# [Your assignment]
Your answer should repeat every record verbatim.

START Records shown

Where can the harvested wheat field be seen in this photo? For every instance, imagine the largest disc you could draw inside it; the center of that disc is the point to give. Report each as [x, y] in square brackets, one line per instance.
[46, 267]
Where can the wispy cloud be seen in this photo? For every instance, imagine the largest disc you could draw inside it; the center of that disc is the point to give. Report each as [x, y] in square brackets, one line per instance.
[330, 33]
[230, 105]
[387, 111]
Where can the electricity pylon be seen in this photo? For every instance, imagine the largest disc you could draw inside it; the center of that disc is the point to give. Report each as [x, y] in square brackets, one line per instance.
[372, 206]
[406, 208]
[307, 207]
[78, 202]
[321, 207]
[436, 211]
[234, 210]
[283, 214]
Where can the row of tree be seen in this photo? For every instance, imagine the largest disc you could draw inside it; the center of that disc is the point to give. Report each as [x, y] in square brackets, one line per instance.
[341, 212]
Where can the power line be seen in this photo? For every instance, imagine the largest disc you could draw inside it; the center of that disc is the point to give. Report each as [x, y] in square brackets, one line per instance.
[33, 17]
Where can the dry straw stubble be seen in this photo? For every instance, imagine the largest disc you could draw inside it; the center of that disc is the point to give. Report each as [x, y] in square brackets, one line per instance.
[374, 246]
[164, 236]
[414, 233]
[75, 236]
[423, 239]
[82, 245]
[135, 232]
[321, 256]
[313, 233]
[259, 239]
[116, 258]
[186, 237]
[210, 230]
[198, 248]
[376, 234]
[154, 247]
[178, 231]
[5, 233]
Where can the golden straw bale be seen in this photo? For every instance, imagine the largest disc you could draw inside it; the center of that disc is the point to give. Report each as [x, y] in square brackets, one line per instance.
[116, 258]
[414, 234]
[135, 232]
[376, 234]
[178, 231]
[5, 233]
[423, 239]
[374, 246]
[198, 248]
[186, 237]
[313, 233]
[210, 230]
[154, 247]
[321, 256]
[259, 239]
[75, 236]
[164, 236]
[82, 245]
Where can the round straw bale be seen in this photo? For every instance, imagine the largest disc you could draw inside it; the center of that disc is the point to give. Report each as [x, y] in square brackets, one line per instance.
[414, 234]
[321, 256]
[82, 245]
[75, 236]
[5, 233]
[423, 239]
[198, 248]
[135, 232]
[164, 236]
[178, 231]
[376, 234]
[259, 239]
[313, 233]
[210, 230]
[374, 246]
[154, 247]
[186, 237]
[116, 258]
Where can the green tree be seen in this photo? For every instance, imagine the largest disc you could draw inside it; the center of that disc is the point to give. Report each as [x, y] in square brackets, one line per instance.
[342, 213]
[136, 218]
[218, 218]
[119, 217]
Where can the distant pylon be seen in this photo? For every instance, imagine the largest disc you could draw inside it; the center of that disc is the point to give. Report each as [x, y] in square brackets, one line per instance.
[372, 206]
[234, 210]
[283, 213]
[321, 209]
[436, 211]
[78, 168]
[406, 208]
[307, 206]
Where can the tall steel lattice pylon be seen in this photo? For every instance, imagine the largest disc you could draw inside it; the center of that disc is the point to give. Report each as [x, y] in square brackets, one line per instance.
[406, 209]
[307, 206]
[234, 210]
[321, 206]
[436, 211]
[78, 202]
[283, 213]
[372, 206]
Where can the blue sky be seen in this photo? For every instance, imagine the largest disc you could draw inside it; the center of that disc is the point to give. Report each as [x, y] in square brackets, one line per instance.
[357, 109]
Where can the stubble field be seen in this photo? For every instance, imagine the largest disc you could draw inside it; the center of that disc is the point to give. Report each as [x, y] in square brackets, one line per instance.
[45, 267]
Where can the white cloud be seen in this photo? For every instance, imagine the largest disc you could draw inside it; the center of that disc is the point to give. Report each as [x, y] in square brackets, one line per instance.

END Records shown

# [Answer for the task]
Where can the harvested wheat field be seen in this photo? For every instance, imagine the largest disc you could draw inside it; the center of that disc is the point to give. Report each as [x, y] in square brackets, one line per instance.
[46, 267]
Where can the wispy cloud be seen in this photo? For every instance, imagine the largest disc you could draw inside it; the center of that disc is the point to give. Report each as [x, y] in square brackets, one line per instance.
[330, 33]
[230, 105]
[387, 111]
Where can the electricity pylon be seen in this photo? For every instance, imagine the largest disc you could draw inside it; the center of that disc is the point to give. Report each as [x, y] in square brackets, one line per instance.
[372, 206]
[406, 208]
[307, 207]
[78, 202]
[321, 207]
[436, 211]
[234, 210]
[283, 214]
Where can the row of tree be seen in this photo? For every instance, imagine the largest disc you could draw inside it; the center of that disc is the point to give. Report each as [x, y] in square brackets, one line per instance.
[341, 212]
Where can the power line be seen in this photo? For every instance, imagine the largest disc you could draw inside it; the center of that disc is the point to give. Report each as [x, y] in square brackets, one line per instance.
[33, 17]
Where can the dry straw stubble be seen in this photo? For every instance, imagine the largest disc you could draw inside it; the center of that disc is the point to give. Report each as [x, y] in square brackets, one line per instance.
[374, 246]
[164, 236]
[414, 233]
[75, 236]
[423, 239]
[82, 245]
[135, 232]
[321, 256]
[313, 233]
[259, 239]
[116, 258]
[186, 237]
[210, 230]
[198, 248]
[376, 234]
[154, 247]
[178, 231]
[5, 233]
Where can the golden straw bale be seen in this photo? For every instance, imagine the largest disc you could draw inside it; the center of that disc is the point to give. Report each as [x, y] in square brackets, one line per instance.
[116, 258]
[414, 234]
[135, 232]
[376, 234]
[178, 231]
[5, 233]
[423, 239]
[374, 246]
[198, 248]
[186, 237]
[313, 233]
[210, 230]
[154, 247]
[321, 256]
[259, 239]
[75, 236]
[164, 236]
[82, 245]
Where can the round straw bale be seen in this photo? For every instance, imagine the largest disc you could draw inside it; the center of that disc is the point to give. Report each as [x, y] in square brackets, one line per instance.
[414, 234]
[321, 256]
[82, 245]
[75, 236]
[5, 233]
[423, 239]
[198, 248]
[135, 232]
[164, 236]
[178, 231]
[376, 234]
[259, 239]
[313, 233]
[210, 230]
[374, 246]
[154, 247]
[186, 237]
[116, 258]
Where can the green tree be seen in this photo? For every instance, imagine the largest disc you could draw inside it; the center of that disc is the point to give. Report each as [x, y] in square brackets, one line per instance.
[342, 213]
[136, 218]
[218, 218]
[119, 217]
Where can the distant pylon be seen in this photo? For every instance, imagine the largest disc you could draw inside it; the center of that disc is the point to give. Report each as [x, y] in square brackets, one line per instance.
[372, 206]
[234, 210]
[283, 213]
[321, 209]
[436, 211]
[78, 168]
[406, 208]
[307, 206]
Where can the tall steel lattice pylon be seen in this photo? For every instance, imagine the largest disc you could draw inside it; the center of that disc is the point to give. Report each as [x, y] in square brackets, one line per instance.
[406, 209]
[307, 206]
[234, 210]
[321, 206]
[436, 211]
[78, 202]
[283, 213]
[372, 206]
Where can the blue sky be seen in this photo? For every instance, imagine the largest disc you could draw inside it; the center of that disc is the point to give. Report each as [x, y] in square brackets, one line per instance.
[357, 109]
Where can the stubble field be seen in this photo? For every instance, imagine the largest disc you could draw inside it; the center of that disc is the point to give. Report each as [x, y] in square brackets, one line per instance.
[45, 267]
Where can the white cloud be seen in this photo? For every instance, imagine the largest disc you could draw inside it; the center of that disc is the point to give. Report each as [x, y] in square brackets, one line per instance.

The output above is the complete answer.